[Work instructions]: Nothing but the records, repeated word for word and free of pictures, belongs in the answer.
——
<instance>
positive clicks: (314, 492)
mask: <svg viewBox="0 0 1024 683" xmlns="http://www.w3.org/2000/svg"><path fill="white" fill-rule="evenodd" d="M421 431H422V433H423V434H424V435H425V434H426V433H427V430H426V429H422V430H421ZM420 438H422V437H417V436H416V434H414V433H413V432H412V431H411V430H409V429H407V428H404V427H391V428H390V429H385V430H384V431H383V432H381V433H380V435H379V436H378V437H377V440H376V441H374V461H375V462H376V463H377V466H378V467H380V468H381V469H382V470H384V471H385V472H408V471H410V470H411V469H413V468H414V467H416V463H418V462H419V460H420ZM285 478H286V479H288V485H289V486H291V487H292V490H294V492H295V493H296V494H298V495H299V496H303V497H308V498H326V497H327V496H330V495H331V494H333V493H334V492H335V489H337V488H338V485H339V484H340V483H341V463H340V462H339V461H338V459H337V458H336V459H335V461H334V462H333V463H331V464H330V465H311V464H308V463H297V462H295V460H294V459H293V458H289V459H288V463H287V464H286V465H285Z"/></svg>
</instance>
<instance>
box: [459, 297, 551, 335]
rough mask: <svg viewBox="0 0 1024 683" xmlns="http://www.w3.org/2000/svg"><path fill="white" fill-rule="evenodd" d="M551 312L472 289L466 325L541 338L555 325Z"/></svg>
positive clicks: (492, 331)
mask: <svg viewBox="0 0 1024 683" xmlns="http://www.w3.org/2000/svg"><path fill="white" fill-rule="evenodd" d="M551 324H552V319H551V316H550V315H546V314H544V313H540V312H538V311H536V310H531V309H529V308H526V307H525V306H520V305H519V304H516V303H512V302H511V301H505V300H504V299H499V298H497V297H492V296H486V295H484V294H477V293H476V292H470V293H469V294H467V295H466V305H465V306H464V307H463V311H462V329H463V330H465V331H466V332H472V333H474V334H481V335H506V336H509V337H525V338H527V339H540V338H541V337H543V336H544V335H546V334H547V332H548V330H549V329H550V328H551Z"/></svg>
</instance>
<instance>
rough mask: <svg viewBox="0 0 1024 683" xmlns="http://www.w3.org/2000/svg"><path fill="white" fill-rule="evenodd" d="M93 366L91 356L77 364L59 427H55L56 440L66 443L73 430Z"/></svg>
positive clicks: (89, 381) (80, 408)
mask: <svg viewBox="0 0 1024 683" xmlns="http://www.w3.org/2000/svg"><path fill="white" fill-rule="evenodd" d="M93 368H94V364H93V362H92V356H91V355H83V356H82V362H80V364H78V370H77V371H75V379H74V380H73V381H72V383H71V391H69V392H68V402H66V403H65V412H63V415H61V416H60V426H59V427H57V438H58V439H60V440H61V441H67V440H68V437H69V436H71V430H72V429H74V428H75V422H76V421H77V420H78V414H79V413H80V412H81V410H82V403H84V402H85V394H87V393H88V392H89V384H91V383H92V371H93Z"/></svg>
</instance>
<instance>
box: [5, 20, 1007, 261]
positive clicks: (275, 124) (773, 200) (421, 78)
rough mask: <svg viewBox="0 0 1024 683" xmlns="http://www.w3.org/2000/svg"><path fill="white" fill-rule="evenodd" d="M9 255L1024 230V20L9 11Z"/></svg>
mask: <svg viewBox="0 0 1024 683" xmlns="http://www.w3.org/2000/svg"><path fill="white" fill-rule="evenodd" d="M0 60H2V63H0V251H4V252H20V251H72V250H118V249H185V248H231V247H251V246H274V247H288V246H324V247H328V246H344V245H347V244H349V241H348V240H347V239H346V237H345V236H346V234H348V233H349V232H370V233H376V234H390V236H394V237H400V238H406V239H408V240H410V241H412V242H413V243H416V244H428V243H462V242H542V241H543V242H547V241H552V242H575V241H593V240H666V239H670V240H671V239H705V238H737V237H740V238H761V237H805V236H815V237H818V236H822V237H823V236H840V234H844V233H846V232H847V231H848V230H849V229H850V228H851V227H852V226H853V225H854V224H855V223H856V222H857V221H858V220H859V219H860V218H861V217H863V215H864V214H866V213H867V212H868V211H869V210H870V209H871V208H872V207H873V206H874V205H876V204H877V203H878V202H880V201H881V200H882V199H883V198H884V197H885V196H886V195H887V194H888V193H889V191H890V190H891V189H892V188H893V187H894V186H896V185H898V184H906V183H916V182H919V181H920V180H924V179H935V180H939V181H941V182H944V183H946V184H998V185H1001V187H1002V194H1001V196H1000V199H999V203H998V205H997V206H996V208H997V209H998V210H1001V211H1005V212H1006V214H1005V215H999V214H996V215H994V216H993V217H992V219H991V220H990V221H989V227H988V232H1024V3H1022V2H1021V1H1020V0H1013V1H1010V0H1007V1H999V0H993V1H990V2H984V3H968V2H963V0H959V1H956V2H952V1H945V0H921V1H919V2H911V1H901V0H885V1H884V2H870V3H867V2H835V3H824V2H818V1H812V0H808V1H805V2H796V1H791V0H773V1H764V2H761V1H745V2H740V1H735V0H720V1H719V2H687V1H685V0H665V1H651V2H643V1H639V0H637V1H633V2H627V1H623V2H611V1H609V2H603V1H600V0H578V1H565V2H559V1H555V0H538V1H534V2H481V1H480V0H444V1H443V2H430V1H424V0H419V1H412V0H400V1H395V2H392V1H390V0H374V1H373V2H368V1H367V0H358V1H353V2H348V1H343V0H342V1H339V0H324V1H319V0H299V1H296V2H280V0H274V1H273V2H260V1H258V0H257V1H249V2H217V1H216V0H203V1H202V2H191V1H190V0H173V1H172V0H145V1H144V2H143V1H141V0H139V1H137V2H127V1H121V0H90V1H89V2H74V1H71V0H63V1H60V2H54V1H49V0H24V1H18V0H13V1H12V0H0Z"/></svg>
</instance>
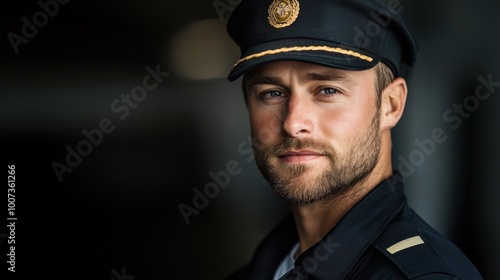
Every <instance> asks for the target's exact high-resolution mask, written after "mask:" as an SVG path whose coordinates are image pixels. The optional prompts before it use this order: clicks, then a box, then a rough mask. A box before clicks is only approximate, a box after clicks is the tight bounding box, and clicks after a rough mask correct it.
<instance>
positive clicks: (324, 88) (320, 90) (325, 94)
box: [320, 88, 339, 95]
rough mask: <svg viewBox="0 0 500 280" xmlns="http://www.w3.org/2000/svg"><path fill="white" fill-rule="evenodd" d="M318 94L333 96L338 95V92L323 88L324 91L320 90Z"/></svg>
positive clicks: (332, 89)
mask: <svg viewBox="0 0 500 280" xmlns="http://www.w3.org/2000/svg"><path fill="white" fill-rule="evenodd" d="M320 93H321V94H324V95H335V94H337V93H339V91H338V90H336V89H334V88H324V89H322V90H320Z"/></svg>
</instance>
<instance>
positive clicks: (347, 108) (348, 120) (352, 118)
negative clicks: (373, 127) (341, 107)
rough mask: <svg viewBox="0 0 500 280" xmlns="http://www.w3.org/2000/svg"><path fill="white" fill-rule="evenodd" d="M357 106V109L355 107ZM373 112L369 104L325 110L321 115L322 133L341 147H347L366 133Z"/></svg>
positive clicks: (350, 106)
——
[Answer space]:
<instance>
positive clicks: (314, 492)
mask: <svg viewBox="0 0 1024 683" xmlns="http://www.w3.org/2000/svg"><path fill="white" fill-rule="evenodd" d="M421 431H422V433H423V434H424V435H425V434H426V433H427V430H426V429H422V430H421ZM420 438H422V437H417V436H416V434H414V433H413V432H412V431H411V430H409V429H407V428H404V427H391V428H390V429H385V430H384V431H383V432H381V433H380V435H379V436H378V437H377V440H376V441H374V461H375V462H376V463H377V466H378V467H380V468H381V469H382V470H384V471H385V472H408V471H410V470H411V469H413V468H414V467H416V463H418V462H419V460H420ZM285 478H286V479H288V485H289V486H291V487H292V490H294V492H295V493H296V494H298V495H299V496H303V497H308V498H326V497H327V496H330V495H331V494H333V493H334V492H335V489H337V488H338V485H339V484H340V483H341V463H340V462H339V461H338V459H337V458H336V459H335V461H334V462H333V463H331V464H330V465H311V464H308V463H297V462H295V460H294V459H293V458H289V459H288V463H287V464H286V465H285Z"/></svg>
</instance>
<instance>
box: [459, 297, 551, 335]
rough mask: <svg viewBox="0 0 1024 683" xmlns="http://www.w3.org/2000/svg"><path fill="white" fill-rule="evenodd" d="M551 312L472 289L466 325L541 338L555 325Z"/></svg>
positive clicks: (492, 331)
mask: <svg viewBox="0 0 1024 683" xmlns="http://www.w3.org/2000/svg"><path fill="white" fill-rule="evenodd" d="M551 324H552V319H551V316H550V315H546V314H544V313H540V312H538V311H536V310H531V309H529V308H526V307H525V306H520V305H519V304H516V303H512V302H511V301H505V300H504V299H499V298H497V297H492V296H486V295H484V294H477V293H476V292H470V293H469V294H467V295H466V305H465V306H464V307H463V311H462V329H463V330H465V331H466V332H472V333H474V334H481V335H506V336H509V337H525V338H527V339H540V338H541V337H543V336H544V335H546V334H547V332H548V330H549V329H550V328H551Z"/></svg>
</instance>
<instance>
rough mask: <svg viewBox="0 0 1024 683" xmlns="http://www.w3.org/2000/svg"><path fill="white" fill-rule="evenodd" d="M93 366L91 356L77 364L59 427H55L56 440L66 443L73 430Z"/></svg>
positive clicks: (89, 381) (80, 408)
mask: <svg viewBox="0 0 1024 683" xmlns="http://www.w3.org/2000/svg"><path fill="white" fill-rule="evenodd" d="M93 368H94V364H93V362H92V356H91V355H83V356H82V362H80V364H78V370H77V371H75V379H74V380H73V381H72V383H71V391H69V392H68V402H66V403H65V412H63V415H61V416H60V426H59V427H57V438H58V439H60V440H61V441H67V440H68V437H69V436H71V430H72V429H74V428H75V422H76V421H77V420H78V414H79V413H80V412H81V410H82V403H84V402H85V394H87V393H88V392H89V384H91V383H92V371H93Z"/></svg>
</instance>
<instance>
box: [5, 20, 1007, 261]
positive clicks: (275, 124) (773, 200) (421, 78)
rough mask: <svg viewBox="0 0 1024 683" xmlns="http://www.w3.org/2000/svg"><path fill="white" fill-rule="evenodd" d="M9 255L1024 230V20L9 11Z"/></svg>
mask: <svg viewBox="0 0 1024 683" xmlns="http://www.w3.org/2000/svg"><path fill="white" fill-rule="evenodd" d="M0 60H2V63H0V251H4V252H20V251H72V250H118V249H185V248H231V247H251V246H274V247H288V246H324V247H328V246H344V245H347V244H349V241H348V240H347V239H346V237H345V236H346V234H348V233H349V232H370V233H376V234H390V236H394V237H400V238H406V239H408V240H410V241H412V242H413V243H416V244H428V243H462V242H542V241H543V242H547V241H552V242H575V241H593V240H666V239H670V240H671V239H705V238H737V237H740V238H761V237H805V236H815V237H818V236H822V237H823V236H840V234H844V233H846V232H847V231H848V230H849V229H850V228H851V227H852V226H853V225H854V224H855V223H856V222H857V221H858V220H859V219H860V218H861V217H863V215H864V214H866V213H867V212H868V211H869V210H870V209H871V208H872V207H873V206H874V205H876V204H877V203H878V202H880V201H881V200H882V199H883V198H884V197H885V196H886V195H887V194H888V193H889V191H890V190H891V189H892V188H893V187H894V186H896V185H898V184H906V183H916V182H919V181H920V180H924V179H935V180H939V181H941V182H944V183H946V184H998V185H1001V187H1002V194H1001V196H1000V199H999V203H998V205H997V206H996V208H997V209H998V210H1001V211H1005V212H1006V214H1005V215H999V214H996V215H994V216H993V217H992V219H991V220H990V221H989V227H988V232H1024V3H1022V2H1021V1H1020V0H1013V1H1010V0H1007V1H999V0H993V1H990V2H984V3H968V2H963V0H959V1H956V2H952V1H945V0H921V1H919V2H911V1H901V0H885V1H884V2H870V3H867V2H835V3H824V2H818V1H812V0H808V1H805V2H796V1H791V0H773V1H764V2H761V1H745V2H740V1H735V0H720V1H719V2H687V1H685V0H665V1H651V2H643V1H639V0H637V1H633V2H627V1H623V2H611V1H609V2H603V1H600V0H578V1H565V2H559V1H555V0H538V1H534V2H481V1H480V0H444V1H443V2H430V1H424V0H419V1H412V0H400V1H395V2H392V1H390V0H374V1H373V2H368V1H367V0H358V1H353V2H348V1H343V0H342V1H339V0H324V1H319V0H299V1H296V2H280V0H274V1H273V2H260V1H258V0H257V1H249V2H217V1H216V0H203V1H202V2H191V1H190V0H173V1H172V0H145V1H144V2H143V1H141V0H139V1H137V2H127V1H121V0H90V1H89V2H74V1H71V0H63V1H60V2H54V1H49V0H24V1H18V0H13V1H12V0H0Z"/></svg>
</instance>
Every <instance> asks for the target's exact high-resolution mask, written after "mask:" as an SVG path whose coordinates are image pixels. The optional prompts before it use this order: clicks, then a box, then a rough mask. A box before clicks is only approximate, a box after clicks is the tight bounding box, and clicks after a rough mask correct it.
<instance>
positive clicks: (324, 88) (320, 90) (325, 94)
box: [320, 88, 339, 95]
rough mask: <svg viewBox="0 0 500 280" xmlns="http://www.w3.org/2000/svg"><path fill="white" fill-rule="evenodd" d="M318 94L333 96L338 95V92L323 88L324 91L320 90Z"/></svg>
positive clicks: (332, 89)
mask: <svg viewBox="0 0 500 280" xmlns="http://www.w3.org/2000/svg"><path fill="white" fill-rule="evenodd" d="M320 93H321V94H324V95H335V94H337V93H339V91H338V90H336V89H334V88H324V89H322V90H320Z"/></svg>
</instance>
<instance>
positive clicks: (347, 108) (348, 120) (352, 118)
negative clicks: (373, 127) (341, 107)
rough mask: <svg viewBox="0 0 500 280" xmlns="http://www.w3.org/2000/svg"><path fill="white" fill-rule="evenodd" d="M357 106V109L355 107ZM373 112L369 104L325 110L321 115L322 133L341 147H347L366 133Z"/></svg>
positive clicks: (350, 106)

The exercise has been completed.